Exercise goal: Reproduce every line from the one containing "Existence query: does the image contain any black collar?" up to and including the last line. Add 3 to each coordinate value inside the box tags and leave everything else unchanged.

[START OF Given records]

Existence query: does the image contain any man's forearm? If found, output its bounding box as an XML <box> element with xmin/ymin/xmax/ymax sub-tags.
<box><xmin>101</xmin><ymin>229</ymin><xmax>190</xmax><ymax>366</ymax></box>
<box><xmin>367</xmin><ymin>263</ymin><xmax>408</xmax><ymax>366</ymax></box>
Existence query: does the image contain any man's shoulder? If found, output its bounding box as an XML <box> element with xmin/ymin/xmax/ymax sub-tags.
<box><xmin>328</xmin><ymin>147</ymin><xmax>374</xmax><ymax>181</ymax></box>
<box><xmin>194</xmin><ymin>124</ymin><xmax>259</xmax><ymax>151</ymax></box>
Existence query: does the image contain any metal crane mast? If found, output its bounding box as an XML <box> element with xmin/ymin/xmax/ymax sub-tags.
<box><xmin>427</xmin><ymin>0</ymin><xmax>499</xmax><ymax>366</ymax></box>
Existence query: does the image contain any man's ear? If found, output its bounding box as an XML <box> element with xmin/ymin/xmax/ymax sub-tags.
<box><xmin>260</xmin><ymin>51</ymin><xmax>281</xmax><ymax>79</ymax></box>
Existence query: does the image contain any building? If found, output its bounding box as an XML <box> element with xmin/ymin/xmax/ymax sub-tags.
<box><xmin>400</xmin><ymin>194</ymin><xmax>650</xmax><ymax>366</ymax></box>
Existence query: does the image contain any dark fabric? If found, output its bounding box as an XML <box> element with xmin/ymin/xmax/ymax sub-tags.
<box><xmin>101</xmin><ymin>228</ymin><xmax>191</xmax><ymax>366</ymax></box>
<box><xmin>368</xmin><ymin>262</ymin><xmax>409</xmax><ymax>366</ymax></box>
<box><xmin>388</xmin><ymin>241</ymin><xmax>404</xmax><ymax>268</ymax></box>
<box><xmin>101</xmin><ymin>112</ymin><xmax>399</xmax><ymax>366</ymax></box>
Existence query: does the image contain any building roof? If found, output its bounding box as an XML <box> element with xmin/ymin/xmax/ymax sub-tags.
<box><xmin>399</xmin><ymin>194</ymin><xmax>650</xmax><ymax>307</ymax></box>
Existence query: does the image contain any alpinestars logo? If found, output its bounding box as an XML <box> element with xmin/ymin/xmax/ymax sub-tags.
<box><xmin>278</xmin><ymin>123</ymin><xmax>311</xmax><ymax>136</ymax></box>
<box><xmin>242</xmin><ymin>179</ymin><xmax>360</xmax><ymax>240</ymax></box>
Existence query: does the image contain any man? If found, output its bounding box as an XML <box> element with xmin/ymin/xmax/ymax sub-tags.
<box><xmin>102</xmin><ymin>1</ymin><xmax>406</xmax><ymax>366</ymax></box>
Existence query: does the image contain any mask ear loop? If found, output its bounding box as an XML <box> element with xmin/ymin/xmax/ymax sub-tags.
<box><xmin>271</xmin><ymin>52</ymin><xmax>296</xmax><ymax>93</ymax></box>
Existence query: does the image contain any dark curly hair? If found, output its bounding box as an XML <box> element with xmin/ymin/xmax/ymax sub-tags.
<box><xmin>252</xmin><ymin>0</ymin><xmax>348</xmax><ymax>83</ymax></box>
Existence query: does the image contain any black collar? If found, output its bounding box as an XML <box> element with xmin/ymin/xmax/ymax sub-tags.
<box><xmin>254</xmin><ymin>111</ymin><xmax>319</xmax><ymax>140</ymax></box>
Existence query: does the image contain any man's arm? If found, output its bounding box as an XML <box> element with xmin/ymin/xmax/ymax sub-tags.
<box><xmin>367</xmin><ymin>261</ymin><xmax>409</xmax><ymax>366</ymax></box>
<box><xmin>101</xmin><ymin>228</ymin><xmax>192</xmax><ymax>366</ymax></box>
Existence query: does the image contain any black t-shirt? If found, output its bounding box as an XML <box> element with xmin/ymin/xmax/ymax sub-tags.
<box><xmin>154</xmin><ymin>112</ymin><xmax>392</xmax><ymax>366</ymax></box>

[END OF Given records]

Finished exercise:
Existence query: does the image contain any black collar? If found, output its bounding box as an XML <box> element with xmin/ymin/xmax/ymax sub-tags.
<box><xmin>257</xmin><ymin>114</ymin><xmax>322</xmax><ymax>143</ymax></box>
Existence query: does the image contain any man's arm? If found, output its bounding box as an XML <box> element with xmin/ymin/xmax/ymax sub-tags.
<box><xmin>370</xmin><ymin>264</ymin><xmax>412</xmax><ymax>369</ymax></box>
<box><xmin>104</xmin><ymin>231</ymin><xmax>195</xmax><ymax>369</ymax></box>
Existence query: does the image contain any black t-shirt? If found, output its bounding box as an XML <box> element with xmin/ymin/xmax/ymax sub-tags.
<box><xmin>157</xmin><ymin>115</ymin><xmax>395</xmax><ymax>369</ymax></box>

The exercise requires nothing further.